*Tasks and exercises*.
1. According to the text on measuring silicone adhesive stress, what stress optical coefficient did the reflective system give?
2. Extend the text on measuring silicone adhesive stress with new writing that picks up after its final sentence.

*Exercise passage*.
============

Measurement of Stress Optical Coefficient for Silicone Adhesive Based on Terahertz Time Domain Spectroscopy

Abstract

The bonding structure is affected by environmental loads during use, causing internal stress in the adhesive layer, which leads to the debonding and expansion of the bonding layer. Therefore, it is important to accurately measure the stress distribution of the bonding layer to assess the life of the bonding structure. In this study, based on the transmission and reflection terahertz time-domain spectroscopy (THz-TDS) technique, the stress optical coefficients of a silicone adhesive were measured, and the calculation models of the transmission and reflection stress optical coefficients were derived. In the reflection calculation model, the caliper THz thickness measurement method was proposed to compensate for the thickness change of the silicone adhesive, under tensile stress. Under the transmission THz-TDS stress optical coefficient calculation model, the stress optical coefficient C of the silicone adhesive is 0.1142 ± 0.0057 MPa⁻¹, and the stress optical coefficient C of the reflective system is 0.1135 ± 0.0051 MPa⁻¹. The test results show that the reflective THz-TDS can also be used to measure the optical stress coefficient of the material, which compensates for the shortcomings of the traditional transmission measurement method, and lays a foundation for the characterization of the internal stress of the adhesive layer of the adhesive structure.

1. Introduction

Compared with traditional mechanical connections, bonding structures have the advantages of high connection efficiency, small stress concentration, and wide applicability, especially in lightweight structures [1,2]. Therefore, bonding structures are widely used in aerospace, shipbuilding, automotive, and other engineering fields [3,4]. Silicone adhesives have excellent heat resistance and aging resistance properties, and are indispensable high-performance materials in the field of modern high-tech engineering [5]. The internal stress in the adhesive layer is caused by microstructural evolution and environmental loading [6]. Internal and interfacial stresses may lead to the generation and expansion of debonding defects in the bonded structure, failing the entire bonded structure, which seriously threatens its safety. Therefore, to ensure the safe use of the bonding structure, it is important to characterize the residual stress of the adhesive using a non-destructive and accurate method.

============

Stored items
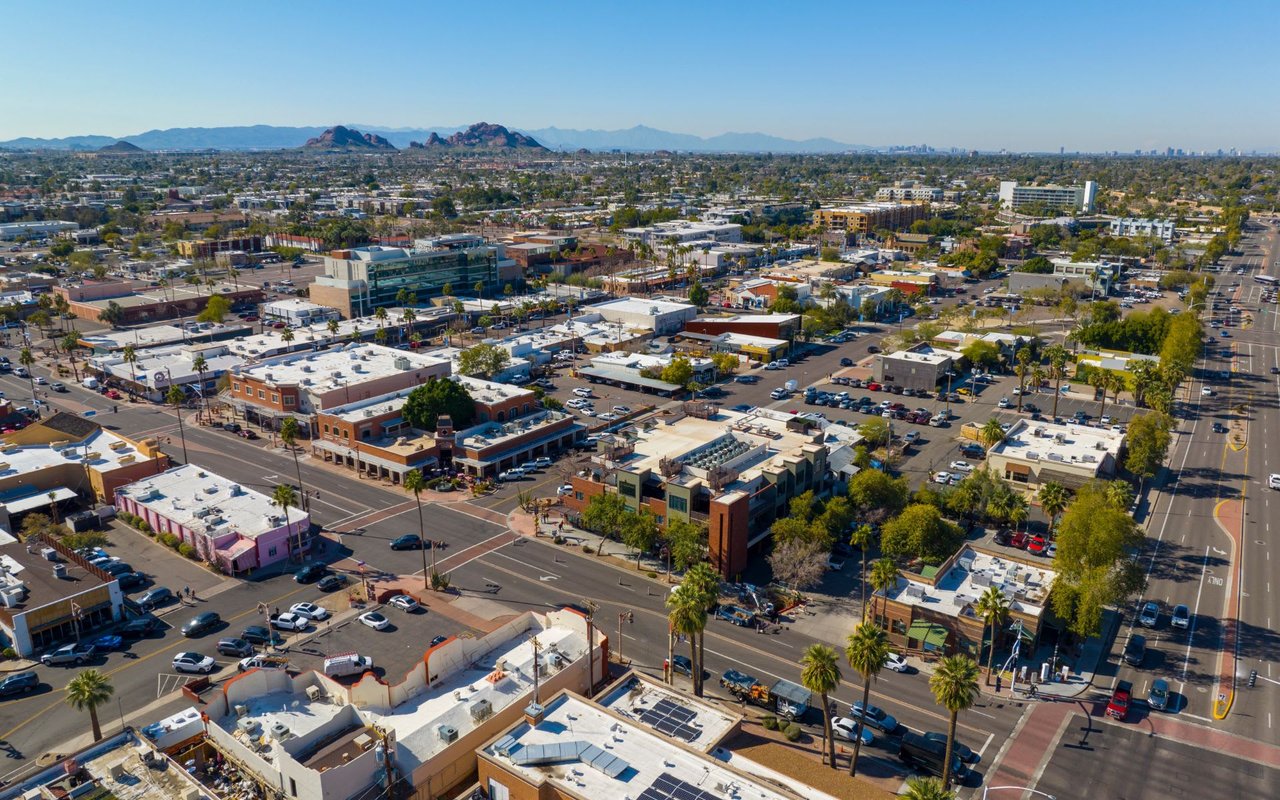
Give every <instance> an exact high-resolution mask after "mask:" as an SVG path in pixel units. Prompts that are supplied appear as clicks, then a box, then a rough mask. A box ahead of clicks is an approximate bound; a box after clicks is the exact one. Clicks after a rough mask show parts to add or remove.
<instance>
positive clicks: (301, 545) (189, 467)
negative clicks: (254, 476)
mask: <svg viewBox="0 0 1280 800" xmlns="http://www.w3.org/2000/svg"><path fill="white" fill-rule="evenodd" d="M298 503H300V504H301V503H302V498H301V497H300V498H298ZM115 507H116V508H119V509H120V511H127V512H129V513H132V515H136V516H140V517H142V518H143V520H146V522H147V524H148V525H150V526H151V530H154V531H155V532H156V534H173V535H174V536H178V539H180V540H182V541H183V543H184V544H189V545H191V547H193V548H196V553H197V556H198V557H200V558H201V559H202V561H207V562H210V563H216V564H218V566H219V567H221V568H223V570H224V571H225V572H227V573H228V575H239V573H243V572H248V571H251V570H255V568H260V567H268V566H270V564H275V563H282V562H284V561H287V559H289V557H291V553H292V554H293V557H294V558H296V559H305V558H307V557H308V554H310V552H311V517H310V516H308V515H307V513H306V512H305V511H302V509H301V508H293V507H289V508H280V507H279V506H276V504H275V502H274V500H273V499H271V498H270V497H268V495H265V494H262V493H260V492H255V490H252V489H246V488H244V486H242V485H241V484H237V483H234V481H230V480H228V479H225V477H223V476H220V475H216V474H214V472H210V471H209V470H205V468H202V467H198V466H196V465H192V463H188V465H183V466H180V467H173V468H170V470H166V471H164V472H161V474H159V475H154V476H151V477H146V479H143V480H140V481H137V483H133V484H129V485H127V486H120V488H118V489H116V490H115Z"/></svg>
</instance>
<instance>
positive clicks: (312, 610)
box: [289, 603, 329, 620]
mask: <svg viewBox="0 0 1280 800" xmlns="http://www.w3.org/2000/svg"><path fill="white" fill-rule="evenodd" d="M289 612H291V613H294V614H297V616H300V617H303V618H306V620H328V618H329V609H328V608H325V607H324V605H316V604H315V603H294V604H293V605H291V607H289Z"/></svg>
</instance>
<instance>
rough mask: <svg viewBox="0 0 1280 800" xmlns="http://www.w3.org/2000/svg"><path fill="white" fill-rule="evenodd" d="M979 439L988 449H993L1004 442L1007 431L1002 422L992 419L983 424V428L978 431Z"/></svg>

============

*Task responses*.
1. 0.1135 ± 0.0051 MPa⁻¹

2.
Traditional non-destructive testing techniques for material stress characterization include X-ray diffraction (XRD), micro Raman spectroscopy (μRS), and photoluminescence spectroscopy (PL). The stress measurement method of XRD technology [7] was used to measure the change in crystal plane spacing in different directions on the sample surface. This change is shown by the movement of the position of each diffraction peak angle, which has high measurement accuracy. μRS [8] has proven to be an effective method for studying the vibration characteristics of crystals. This concept has been applied to stress-mapping semiconductor devices on the microscale, especially silicon-based semiconductor devices. However, XRD and μRS technology cannot calculate the internal stress of materials, and their measurement efficiency is low. PL technology [9] is used only to measure the stress at a certain depth of the material surface and cannot measure the stress of the entire material layer. Therefore, traditional non-destructive testing methods for material stress characterization cannot meet the testing requirements, and new non-destructive testing methods need to be developed.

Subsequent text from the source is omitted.